WORK ITEM:
Give the listing again in full, exactly as it appears.

TASK INPUT:
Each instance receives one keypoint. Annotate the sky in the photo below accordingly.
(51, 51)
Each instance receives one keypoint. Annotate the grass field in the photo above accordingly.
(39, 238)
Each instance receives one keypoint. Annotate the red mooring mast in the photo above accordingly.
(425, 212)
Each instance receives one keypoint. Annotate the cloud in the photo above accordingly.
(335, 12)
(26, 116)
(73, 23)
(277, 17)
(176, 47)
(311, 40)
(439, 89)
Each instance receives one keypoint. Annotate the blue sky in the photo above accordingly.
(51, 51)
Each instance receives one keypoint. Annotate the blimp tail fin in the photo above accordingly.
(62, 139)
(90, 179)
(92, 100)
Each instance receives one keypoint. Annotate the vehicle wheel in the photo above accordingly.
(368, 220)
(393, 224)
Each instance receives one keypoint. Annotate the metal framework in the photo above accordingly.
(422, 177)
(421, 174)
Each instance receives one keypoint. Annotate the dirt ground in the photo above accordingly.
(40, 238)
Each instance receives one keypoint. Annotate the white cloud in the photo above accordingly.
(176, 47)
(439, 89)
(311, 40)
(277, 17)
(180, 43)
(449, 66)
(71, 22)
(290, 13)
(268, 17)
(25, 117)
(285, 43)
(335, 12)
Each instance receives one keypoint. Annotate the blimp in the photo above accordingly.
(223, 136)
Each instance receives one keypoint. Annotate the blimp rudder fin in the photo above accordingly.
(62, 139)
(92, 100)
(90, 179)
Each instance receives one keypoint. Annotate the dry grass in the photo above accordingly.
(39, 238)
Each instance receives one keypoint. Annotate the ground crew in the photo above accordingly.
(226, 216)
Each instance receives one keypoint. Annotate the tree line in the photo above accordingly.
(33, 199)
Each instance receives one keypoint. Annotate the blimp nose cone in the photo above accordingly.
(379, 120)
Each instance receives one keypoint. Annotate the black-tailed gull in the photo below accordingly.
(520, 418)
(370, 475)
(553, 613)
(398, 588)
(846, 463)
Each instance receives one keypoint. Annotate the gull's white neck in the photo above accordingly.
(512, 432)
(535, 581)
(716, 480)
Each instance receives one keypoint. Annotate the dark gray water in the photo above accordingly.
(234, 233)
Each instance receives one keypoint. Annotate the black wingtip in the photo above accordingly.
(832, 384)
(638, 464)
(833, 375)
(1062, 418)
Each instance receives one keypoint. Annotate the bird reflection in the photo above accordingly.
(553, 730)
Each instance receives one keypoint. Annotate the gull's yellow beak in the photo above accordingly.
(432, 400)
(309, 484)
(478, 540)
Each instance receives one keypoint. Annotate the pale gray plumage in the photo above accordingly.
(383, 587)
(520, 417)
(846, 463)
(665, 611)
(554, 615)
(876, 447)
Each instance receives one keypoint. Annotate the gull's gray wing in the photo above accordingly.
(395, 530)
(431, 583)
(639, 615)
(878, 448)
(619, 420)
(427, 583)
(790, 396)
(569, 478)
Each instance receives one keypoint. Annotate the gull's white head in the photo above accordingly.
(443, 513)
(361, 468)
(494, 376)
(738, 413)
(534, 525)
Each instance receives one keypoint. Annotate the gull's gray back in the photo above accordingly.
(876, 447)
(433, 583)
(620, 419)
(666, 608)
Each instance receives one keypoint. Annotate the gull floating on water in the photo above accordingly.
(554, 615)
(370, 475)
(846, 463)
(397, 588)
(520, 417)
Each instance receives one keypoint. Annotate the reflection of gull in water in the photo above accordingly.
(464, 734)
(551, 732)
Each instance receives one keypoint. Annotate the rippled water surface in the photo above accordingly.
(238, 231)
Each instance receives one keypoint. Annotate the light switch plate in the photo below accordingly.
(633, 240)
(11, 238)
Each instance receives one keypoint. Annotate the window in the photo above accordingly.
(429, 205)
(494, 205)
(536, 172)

SOLVED EXERCISE:
Each instance receives one keypoint. Annotate the sky in the photo below accordingly.
(51, 51)
Each instance receives one keypoint. Annotate the grass field in the photo above accordingly.
(39, 238)
Each instance receives one keypoint. Annotate the red mooring mast in the photo above accordingly.
(425, 212)
Each instance receives one keypoint. Annotate the cloud in the photo above accordingly.
(335, 12)
(26, 116)
(73, 23)
(277, 17)
(176, 47)
(311, 40)
(439, 89)
Each instance receives one keypoint. Annotate the blue sky in the photo above accordingly.
(51, 51)
Each instance receives one keypoint. Annotate the blimp tail fin in the photo above accordingly.
(62, 139)
(90, 179)
(92, 100)
Each instance receives one keypoint. Annotate the vehicle wheel in the photo above accordingly.
(368, 220)
(393, 224)
Each instance receives one keypoint. Annotate the metal framework in the photo above accordingly.
(422, 177)
(421, 174)
Each instance receives one keypoint. Annotate the dirt ground in the photo above accordingly.
(40, 238)
Each instance receives one keypoint. Annotate the white cloud in the photo above accordingly.
(176, 47)
(439, 89)
(311, 40)
(277, 17)
(180, 43)
(449, 66)
(71, 22)
(290, 13)
(268, 17)
(25, 117)
(285, 43)
(335, 12)
Each instance receives one keypoint. Annotate the blimp in the photo above accordingly.
(223, 136)
Each instance receives one keypoint. Annotate the blimp rudder fin in the photo above accordingly.
(62, 139)
(92, 100)
(90, 179)
Each instance receives one keypoint. Annotate the dry grass in the photo above accordingly.
(39, 238)
Each instance receives one keypoint. Annotate the ground crew in the photo above accordingly.
(226, 216)
Each instance receives one keypoint. Annotate the tree line in the photo above accordingly.
(33, 199)
Each instance receives one keypoint. Annotate the blimp nose cone in the photo above accordingly.
(379, 120)
Each instance receives one keypoint. Annotate the black-tailed gull in the photo below accordingly.
(520, 418)
(370, 475)
(553, 613)
(398, 588)
(846, 463)
Each instance receives one keypoint. Annotate the gull's white neck in the photo above accordingly.
(512, 432)
(535, 581)
(716, 480)
Each instance receives one keypoint. Annotate the dark gray water in the photo above accordingly.
(234, 233)
Each instance receives one keypoint. Annotate the black wingtip in the photo above accordingly.
(832, 384)
(638, 464)
(833, 375)
(1062, 418)
Each instance receives one keypoint. Annotate the bird reflection in the photo above accordingly.
(553, 730)
Each instance receives one keypoint. Annotate the gull's yellow beak in the photo above accordingly.
(432, 400)
(309, 484)
(478, 540)
Each instance receives one keypoint. Annotate the pale gray plumage in the photo above accordingly.
(383, 587)
(520, 417)
(846, 463)
(665, 611)
(554, 615)
(876, 447)
Each instance receives one keypoint. Annotate the gull's gray wing in the photo above accordingly.
(395, 530)
(431, 583)
(639, 615)
(878, 448)
(619, 420)
(427, 583)
(790, 396)
(569, 478)
Each instance receives one keypoint. Annotate the gull's white head in the photo above accordingly.
(443, 513)
(361, 468)
(494, 376)
(738, 413)
(534, 525)
Each instance receives one keypoint. Annotate the gull's gray back in the photo above accordingly.
(876, 447)
(433, 583)
(620, 419)
(666, 608)
Each instance receives one keypoint. Annotate the gull floating on water in the photo above accordingly.
(554, 615)
(370, 475)
(846, 463)
(397, 588)
(520, 417)
Each instance receives one keypoint. Annotate the reflection of gull in water in the photo above accordingly.
(464, 734)
(551, 732)
Each instance receives one keypoint. Annotate the rippled water surface in the photo above accordingly.
(238, 231)
Each instance receives one keypoint. Annotate the light switch plate in the photo below accordingly.
(633, 240)
(11, 238)
Each instance receives one keypoint. Annotate the window in the photo above accordingly.
(429, 205)
(494, 205)
(536, 172)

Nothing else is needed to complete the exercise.